DATA LISTING —
* * *
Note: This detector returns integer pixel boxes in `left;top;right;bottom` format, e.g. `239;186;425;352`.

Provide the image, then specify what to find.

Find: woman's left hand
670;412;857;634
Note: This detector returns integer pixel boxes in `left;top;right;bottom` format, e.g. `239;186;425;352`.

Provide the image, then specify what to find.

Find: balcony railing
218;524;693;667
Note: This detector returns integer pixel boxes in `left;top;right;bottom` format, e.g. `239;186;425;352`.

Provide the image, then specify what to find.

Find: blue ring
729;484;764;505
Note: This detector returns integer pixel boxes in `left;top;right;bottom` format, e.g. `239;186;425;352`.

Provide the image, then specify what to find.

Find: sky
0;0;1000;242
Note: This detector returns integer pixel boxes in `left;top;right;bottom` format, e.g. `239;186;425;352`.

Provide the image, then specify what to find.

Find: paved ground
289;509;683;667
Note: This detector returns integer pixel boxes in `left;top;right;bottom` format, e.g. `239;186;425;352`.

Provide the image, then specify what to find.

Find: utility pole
* * *
TASK TO COMPLETE — Write the stretch from the first line through the line containing "289;509;683;667" as a two-column CSV with the headers input and output. Give one row for each block of text and the answer that follows it, with each value in a single quoted field and line breaks replaced by spaces.

ANSWER FOR THE TASK —
input,output
"Note: This detector returns integer pixel boxes in `left;top;right;bottom` format, e.g. `239;186;425;352`. Provide the image, then specify what to find. Find: woman's left hand","670;412;857;634"
"Note: This detector returns integer pixel boxes in `left;top;right;bottom` format, e.g. `239;186;425;352`. Provide the image, then specify what to find. Find: balcony railing","218;524;693;667"
"Note: This detector returns integer pixel boxes in `left;top;right;bottom` format, e.g. `239;186;425;352`. Provide the image, then specify what to find. Find: blue ring","729;484;764;505"
"Note: This detector returns integer pixel boxes in `left;top;right;bottom` format, e.g. `239;186;425;352`. Provide the image, then specify what to find. Find: sky","0;0;1000;242"
"Note: This detector returns integer pixel boxes in `left;top;right;bottom` format, e.g. `239;186;425;352`. Provide the image, then specify what to find. Find: paved ground","289;509;683;667"